*** Data to examine Section Begins ***
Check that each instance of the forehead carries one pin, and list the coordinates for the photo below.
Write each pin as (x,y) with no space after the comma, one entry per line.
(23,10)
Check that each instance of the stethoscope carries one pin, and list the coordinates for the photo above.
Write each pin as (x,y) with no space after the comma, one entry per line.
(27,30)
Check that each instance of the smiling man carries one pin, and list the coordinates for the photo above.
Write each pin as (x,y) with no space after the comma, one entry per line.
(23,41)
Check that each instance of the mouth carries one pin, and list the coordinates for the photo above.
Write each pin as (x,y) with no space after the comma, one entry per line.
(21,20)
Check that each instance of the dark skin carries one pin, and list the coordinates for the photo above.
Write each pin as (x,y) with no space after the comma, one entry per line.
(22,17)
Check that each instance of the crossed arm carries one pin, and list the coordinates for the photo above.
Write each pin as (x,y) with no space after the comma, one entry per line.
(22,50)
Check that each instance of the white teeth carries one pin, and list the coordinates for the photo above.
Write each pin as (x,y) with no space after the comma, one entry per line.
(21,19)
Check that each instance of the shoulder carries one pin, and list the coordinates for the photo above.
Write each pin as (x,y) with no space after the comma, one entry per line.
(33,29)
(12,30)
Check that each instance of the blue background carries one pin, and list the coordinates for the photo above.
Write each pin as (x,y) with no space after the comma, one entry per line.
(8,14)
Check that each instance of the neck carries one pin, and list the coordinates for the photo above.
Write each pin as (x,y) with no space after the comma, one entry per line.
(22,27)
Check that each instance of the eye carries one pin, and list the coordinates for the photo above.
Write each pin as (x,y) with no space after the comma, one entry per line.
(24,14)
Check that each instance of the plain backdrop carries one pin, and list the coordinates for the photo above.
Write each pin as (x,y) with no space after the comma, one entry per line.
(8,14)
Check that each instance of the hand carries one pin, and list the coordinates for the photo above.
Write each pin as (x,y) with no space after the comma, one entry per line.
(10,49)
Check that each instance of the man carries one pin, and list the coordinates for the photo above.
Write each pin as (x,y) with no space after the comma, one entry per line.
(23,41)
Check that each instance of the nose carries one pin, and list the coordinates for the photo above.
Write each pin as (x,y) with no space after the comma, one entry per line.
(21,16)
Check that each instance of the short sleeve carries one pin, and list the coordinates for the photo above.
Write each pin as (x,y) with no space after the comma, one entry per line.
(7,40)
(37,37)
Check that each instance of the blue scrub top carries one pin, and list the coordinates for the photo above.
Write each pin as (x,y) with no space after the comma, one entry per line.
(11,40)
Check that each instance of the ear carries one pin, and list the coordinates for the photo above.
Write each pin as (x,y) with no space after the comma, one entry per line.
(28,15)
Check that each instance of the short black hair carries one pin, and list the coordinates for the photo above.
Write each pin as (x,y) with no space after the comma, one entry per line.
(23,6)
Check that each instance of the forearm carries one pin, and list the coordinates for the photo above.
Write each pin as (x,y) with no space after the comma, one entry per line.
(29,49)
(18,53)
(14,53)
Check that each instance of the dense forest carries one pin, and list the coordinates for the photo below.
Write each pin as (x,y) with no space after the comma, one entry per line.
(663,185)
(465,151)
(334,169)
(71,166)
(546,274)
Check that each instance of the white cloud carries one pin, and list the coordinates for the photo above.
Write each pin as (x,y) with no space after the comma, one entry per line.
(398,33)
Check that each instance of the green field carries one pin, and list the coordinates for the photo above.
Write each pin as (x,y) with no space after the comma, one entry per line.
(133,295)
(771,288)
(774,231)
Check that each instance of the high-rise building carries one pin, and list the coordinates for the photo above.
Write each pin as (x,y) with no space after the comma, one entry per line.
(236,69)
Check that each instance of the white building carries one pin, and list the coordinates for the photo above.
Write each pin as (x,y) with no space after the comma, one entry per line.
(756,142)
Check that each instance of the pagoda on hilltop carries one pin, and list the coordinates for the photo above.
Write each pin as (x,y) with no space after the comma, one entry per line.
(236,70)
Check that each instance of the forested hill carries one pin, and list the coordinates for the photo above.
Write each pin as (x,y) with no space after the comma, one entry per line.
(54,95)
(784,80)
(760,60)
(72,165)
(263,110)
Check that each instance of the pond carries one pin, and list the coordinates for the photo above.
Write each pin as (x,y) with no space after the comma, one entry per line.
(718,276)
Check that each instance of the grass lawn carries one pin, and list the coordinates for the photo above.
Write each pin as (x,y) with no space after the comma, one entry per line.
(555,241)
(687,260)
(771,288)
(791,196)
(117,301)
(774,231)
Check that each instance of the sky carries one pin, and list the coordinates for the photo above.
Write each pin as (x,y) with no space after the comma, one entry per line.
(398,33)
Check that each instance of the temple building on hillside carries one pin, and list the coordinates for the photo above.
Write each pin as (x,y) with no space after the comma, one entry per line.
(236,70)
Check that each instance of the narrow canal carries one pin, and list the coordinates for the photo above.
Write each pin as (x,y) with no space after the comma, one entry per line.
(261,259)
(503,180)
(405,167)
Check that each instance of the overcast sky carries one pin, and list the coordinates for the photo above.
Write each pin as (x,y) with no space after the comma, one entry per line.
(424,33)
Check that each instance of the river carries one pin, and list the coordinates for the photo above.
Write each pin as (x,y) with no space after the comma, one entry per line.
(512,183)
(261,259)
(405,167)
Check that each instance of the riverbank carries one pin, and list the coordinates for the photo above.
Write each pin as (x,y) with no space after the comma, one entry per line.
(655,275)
*** Data to examine Section Ends ***
*** Data to examine Section Begins ***
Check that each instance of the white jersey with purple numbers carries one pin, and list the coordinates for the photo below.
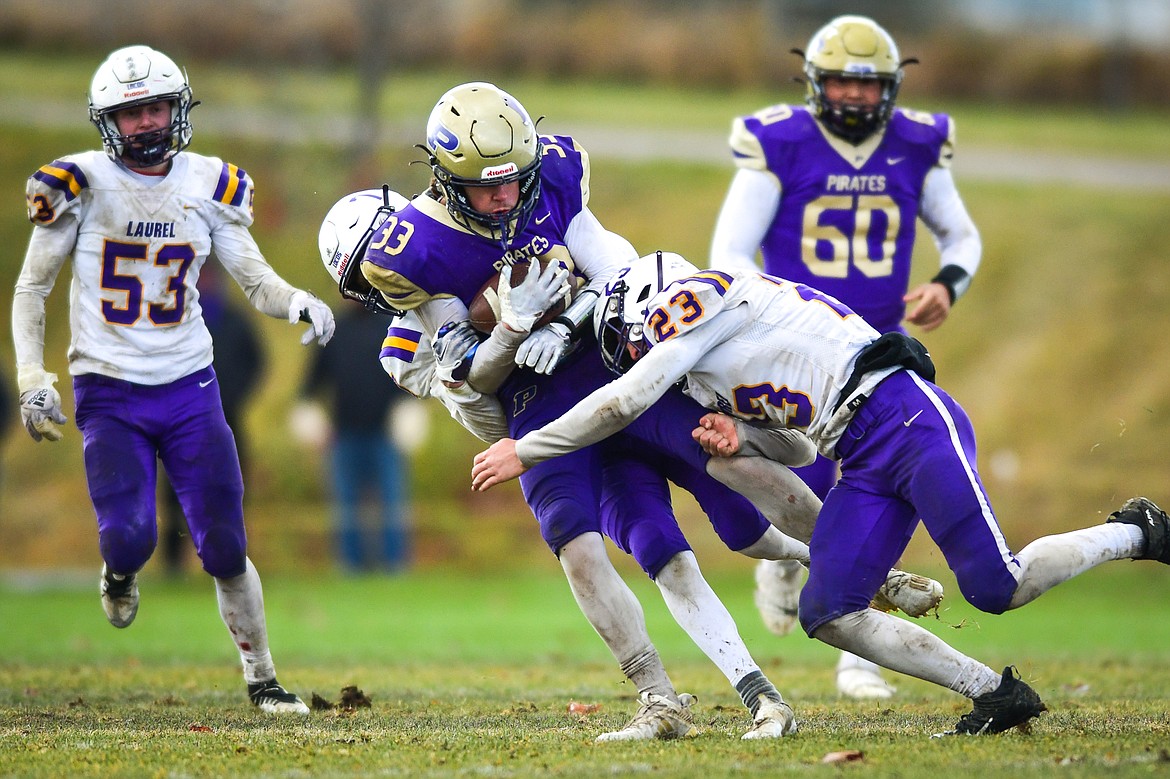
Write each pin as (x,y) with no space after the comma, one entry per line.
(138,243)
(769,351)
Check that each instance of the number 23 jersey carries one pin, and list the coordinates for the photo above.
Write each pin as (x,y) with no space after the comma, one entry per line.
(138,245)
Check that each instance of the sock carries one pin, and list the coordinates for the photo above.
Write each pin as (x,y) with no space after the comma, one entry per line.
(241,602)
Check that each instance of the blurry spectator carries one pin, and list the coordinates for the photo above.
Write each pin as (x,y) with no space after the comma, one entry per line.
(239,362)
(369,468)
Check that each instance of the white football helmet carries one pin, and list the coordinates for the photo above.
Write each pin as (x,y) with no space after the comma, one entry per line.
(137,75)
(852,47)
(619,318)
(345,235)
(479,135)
*** Data to examine Section Ends ***
> [Aim of the exercise]
Say how many of the lines above include the string "jersey", and give no other words.

> [Output of the exercise]
2